§ **Problem requirements**: Read through the records below and copy each line that uses the word "green".

§ **Supplied records**:
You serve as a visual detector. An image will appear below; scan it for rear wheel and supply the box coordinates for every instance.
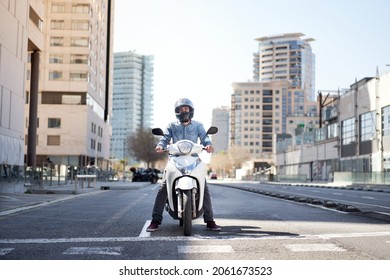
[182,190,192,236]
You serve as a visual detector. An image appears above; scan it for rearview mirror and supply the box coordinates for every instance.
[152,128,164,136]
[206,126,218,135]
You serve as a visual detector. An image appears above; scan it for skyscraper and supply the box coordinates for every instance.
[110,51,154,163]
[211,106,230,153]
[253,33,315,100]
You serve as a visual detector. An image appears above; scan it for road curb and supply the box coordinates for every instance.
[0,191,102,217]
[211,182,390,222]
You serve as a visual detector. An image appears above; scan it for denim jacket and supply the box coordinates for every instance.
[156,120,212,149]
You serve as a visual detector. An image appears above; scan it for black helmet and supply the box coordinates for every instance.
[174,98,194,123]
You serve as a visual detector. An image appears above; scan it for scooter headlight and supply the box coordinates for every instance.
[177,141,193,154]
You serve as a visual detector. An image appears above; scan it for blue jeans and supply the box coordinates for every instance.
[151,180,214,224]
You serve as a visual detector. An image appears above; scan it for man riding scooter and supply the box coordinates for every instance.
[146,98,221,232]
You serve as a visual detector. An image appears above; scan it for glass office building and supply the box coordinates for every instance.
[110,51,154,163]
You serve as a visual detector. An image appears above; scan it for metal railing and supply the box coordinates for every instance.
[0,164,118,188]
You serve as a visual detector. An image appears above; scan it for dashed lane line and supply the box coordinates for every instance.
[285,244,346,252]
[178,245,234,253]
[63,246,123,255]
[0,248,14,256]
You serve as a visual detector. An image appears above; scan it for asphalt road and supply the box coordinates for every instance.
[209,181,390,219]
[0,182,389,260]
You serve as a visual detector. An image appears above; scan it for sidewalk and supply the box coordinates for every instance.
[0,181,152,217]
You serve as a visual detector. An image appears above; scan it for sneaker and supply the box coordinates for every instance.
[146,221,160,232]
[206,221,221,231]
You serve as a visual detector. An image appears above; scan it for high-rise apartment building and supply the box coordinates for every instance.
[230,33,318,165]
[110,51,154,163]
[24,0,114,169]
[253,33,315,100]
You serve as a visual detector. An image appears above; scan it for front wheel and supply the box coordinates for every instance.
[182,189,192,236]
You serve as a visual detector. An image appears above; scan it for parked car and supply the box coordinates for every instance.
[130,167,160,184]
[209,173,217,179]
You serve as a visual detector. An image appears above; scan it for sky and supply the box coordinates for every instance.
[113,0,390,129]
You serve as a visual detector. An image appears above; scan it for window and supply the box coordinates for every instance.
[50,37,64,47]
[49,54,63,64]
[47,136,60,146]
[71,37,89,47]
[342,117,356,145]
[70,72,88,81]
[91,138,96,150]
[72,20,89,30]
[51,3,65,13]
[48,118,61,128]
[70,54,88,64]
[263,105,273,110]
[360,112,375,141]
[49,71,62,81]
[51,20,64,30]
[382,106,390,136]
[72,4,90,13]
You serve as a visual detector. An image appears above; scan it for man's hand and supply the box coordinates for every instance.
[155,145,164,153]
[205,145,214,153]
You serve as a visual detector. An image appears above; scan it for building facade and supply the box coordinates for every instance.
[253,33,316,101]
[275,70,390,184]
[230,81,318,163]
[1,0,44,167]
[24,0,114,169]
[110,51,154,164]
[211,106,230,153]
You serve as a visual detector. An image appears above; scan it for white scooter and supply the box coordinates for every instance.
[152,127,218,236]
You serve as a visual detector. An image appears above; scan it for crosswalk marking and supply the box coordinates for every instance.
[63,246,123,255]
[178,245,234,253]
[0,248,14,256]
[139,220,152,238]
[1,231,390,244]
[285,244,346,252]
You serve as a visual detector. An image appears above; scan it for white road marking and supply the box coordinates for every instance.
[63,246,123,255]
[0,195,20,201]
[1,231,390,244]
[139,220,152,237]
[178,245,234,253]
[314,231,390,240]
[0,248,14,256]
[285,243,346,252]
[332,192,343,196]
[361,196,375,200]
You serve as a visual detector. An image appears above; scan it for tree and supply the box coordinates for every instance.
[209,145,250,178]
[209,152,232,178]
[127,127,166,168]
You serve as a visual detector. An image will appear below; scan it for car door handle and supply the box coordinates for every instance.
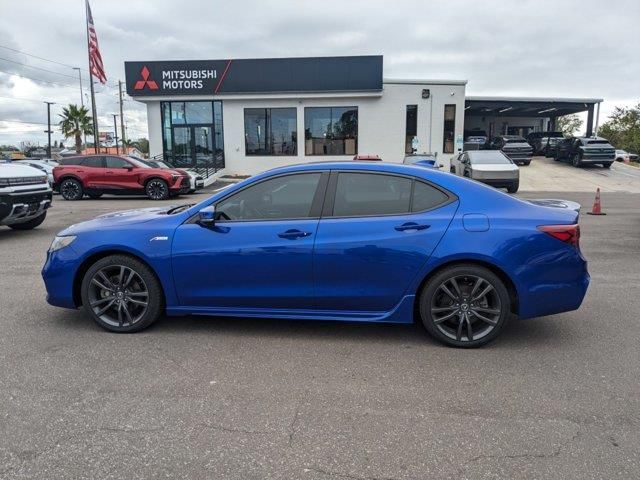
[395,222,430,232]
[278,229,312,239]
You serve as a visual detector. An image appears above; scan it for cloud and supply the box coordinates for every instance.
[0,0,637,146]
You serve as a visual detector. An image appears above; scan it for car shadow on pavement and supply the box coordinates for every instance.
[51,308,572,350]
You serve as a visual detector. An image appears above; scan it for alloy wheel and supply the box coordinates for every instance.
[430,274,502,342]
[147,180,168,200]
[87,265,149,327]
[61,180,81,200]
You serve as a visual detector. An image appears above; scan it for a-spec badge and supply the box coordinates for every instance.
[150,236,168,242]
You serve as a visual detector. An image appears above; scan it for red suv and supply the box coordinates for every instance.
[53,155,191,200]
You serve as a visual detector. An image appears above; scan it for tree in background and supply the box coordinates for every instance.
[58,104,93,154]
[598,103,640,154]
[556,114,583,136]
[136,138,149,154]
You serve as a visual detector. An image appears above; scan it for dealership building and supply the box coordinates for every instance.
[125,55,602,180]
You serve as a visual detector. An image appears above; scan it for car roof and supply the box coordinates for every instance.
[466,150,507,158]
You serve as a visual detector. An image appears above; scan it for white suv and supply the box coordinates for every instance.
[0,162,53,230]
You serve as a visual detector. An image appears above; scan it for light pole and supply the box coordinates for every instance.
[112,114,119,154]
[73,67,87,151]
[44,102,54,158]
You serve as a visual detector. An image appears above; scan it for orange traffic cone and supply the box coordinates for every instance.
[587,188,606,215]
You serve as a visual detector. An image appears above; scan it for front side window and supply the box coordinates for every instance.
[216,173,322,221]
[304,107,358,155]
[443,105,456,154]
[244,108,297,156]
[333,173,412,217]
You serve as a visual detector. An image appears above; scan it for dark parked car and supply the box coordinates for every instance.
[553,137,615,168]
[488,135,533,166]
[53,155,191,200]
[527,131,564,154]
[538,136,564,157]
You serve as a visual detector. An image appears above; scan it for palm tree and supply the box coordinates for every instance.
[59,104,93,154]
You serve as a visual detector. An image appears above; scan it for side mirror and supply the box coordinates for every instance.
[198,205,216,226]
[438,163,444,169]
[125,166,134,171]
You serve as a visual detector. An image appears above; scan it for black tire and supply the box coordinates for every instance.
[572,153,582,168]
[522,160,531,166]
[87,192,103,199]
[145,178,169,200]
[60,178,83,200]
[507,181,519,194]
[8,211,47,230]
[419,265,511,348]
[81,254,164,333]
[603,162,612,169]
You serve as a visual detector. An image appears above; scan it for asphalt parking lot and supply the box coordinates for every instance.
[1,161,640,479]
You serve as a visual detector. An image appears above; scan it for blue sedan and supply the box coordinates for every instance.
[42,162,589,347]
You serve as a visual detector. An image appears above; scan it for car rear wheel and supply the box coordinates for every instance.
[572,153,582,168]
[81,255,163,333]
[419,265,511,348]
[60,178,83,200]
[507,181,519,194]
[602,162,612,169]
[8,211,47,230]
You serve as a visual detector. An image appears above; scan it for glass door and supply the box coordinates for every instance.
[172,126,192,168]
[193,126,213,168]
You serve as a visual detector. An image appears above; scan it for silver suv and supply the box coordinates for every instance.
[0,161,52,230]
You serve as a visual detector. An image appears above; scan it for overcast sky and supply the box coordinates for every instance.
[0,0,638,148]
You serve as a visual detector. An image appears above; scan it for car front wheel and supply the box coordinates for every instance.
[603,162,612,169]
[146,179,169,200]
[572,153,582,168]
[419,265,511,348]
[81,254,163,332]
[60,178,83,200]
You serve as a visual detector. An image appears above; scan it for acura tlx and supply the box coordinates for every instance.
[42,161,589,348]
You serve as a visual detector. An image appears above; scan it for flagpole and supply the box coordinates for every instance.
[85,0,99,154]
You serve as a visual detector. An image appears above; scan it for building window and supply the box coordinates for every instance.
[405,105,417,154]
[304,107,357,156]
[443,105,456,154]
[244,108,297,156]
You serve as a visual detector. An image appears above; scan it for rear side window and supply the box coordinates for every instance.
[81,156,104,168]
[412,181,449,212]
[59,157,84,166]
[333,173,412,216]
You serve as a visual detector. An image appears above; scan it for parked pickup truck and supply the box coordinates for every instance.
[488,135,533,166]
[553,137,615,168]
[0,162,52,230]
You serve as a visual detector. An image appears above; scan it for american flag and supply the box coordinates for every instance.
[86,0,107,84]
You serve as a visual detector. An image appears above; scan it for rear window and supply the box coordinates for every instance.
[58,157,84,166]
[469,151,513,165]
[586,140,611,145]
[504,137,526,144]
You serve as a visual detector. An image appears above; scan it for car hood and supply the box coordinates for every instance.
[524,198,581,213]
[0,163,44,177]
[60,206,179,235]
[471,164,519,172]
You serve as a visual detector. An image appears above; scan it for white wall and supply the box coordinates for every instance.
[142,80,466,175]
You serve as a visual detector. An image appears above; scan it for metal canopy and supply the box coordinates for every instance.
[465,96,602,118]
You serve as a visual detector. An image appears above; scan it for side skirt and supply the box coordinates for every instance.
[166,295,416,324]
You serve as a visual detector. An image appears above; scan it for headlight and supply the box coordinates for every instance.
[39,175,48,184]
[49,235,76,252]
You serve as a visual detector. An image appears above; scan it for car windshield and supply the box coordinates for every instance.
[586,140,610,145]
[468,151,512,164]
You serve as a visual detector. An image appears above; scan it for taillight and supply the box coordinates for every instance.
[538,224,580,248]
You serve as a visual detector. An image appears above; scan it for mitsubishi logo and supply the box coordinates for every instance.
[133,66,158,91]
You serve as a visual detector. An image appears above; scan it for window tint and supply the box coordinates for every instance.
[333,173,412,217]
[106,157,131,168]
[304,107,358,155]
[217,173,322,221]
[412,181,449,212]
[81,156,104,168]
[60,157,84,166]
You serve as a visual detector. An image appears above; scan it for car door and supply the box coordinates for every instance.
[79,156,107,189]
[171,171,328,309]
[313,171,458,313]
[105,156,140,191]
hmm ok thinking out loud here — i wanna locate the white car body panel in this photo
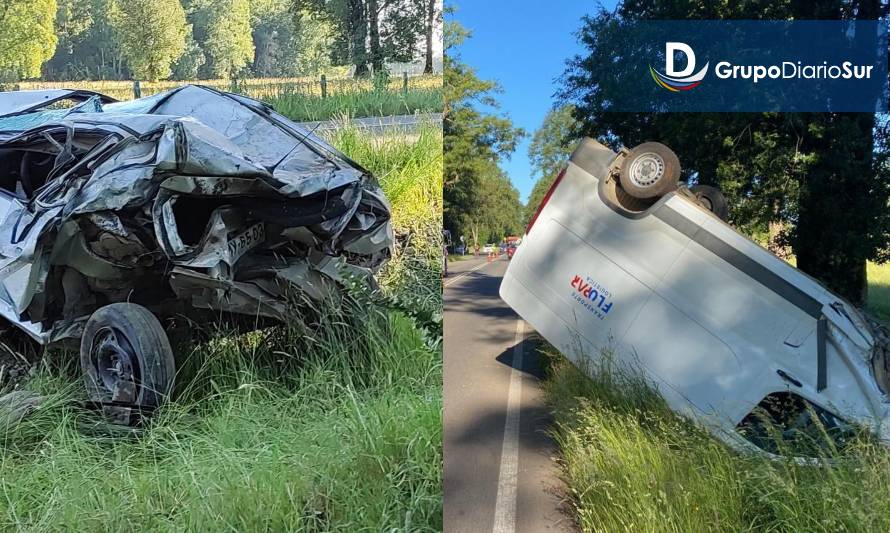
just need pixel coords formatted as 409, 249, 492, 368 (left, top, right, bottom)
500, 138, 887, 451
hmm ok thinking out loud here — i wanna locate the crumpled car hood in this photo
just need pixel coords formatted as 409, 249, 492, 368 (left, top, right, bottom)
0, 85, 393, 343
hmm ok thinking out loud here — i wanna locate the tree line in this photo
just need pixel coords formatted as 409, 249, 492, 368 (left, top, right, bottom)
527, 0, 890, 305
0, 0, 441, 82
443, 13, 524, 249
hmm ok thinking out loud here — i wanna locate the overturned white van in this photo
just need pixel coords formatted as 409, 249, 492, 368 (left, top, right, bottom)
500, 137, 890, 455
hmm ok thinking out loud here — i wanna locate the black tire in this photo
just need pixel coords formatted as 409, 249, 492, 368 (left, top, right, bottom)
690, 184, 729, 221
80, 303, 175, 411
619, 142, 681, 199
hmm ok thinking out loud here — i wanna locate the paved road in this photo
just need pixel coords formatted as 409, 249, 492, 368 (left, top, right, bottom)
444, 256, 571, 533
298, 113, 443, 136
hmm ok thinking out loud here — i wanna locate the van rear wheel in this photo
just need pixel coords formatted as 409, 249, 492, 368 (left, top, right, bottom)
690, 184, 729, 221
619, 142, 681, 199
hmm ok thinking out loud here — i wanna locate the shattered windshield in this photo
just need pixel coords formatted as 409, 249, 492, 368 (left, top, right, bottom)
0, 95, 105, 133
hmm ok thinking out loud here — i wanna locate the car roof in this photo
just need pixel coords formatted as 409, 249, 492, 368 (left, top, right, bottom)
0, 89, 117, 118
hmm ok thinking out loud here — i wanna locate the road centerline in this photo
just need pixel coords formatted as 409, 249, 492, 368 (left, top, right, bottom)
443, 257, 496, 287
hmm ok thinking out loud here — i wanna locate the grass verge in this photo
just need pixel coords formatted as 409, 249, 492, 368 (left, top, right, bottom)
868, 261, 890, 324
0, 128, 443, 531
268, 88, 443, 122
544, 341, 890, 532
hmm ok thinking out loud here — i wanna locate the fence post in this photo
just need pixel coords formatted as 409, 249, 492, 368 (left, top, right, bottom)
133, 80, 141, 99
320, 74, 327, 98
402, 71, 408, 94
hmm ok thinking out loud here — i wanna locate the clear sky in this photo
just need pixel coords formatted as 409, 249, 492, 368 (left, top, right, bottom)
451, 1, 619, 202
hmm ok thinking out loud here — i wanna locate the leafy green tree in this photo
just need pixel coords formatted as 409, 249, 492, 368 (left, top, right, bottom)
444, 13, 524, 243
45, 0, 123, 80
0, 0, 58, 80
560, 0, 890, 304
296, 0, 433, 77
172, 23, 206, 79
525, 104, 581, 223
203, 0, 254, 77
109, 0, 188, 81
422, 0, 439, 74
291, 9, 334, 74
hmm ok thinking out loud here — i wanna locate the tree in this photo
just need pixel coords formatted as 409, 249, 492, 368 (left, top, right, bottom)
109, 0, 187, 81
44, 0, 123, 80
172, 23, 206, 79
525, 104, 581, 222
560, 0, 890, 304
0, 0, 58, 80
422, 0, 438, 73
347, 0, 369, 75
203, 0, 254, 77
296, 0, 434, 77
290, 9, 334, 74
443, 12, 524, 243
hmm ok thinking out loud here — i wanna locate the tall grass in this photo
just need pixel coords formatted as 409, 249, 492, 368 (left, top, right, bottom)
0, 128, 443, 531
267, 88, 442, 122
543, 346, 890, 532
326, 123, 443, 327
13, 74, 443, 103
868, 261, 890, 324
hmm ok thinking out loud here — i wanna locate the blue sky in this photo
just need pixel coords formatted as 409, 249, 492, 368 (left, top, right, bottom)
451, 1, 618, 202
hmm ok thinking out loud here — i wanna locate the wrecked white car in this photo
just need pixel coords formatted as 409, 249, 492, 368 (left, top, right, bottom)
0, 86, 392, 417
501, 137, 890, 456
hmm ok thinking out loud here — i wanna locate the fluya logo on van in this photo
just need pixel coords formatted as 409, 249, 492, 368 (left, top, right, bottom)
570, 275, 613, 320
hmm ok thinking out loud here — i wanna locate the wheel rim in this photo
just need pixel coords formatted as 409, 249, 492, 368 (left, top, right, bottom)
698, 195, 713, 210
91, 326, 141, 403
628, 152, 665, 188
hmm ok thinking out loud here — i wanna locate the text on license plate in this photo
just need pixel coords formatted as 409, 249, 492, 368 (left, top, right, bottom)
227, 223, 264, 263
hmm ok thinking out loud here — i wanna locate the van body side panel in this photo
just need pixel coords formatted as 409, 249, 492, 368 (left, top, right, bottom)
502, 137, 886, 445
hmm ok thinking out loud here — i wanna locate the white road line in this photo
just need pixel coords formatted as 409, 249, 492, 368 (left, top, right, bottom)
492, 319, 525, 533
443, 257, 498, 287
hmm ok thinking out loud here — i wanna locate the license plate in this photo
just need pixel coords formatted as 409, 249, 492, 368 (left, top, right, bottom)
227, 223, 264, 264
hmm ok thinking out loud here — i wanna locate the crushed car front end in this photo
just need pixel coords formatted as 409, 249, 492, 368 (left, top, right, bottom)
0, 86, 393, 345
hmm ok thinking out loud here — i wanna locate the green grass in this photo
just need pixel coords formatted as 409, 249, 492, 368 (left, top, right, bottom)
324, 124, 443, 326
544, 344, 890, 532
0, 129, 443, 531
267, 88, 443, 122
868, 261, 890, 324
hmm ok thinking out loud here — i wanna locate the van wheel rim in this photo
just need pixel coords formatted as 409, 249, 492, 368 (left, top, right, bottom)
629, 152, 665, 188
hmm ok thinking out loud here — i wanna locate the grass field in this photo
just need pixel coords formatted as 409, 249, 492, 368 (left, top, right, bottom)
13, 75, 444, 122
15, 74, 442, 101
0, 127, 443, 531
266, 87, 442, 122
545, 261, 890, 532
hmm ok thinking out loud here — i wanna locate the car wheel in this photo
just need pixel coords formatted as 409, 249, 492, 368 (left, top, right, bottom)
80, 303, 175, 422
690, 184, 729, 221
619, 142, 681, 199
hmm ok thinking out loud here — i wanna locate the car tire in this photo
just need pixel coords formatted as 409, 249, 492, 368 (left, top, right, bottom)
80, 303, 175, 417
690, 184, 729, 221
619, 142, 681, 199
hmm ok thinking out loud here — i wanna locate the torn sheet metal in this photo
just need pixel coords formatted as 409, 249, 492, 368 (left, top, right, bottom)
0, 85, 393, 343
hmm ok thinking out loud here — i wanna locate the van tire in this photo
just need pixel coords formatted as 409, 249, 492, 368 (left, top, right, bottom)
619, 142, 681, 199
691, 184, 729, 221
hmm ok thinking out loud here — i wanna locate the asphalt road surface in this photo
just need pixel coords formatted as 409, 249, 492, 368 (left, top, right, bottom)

§ **Exercise response**:
hmm ok thinking out loud here — i wanna locate the leafy green tree in this photo
hmm ok thinking out loud here — i wanna locate the green grass in this photo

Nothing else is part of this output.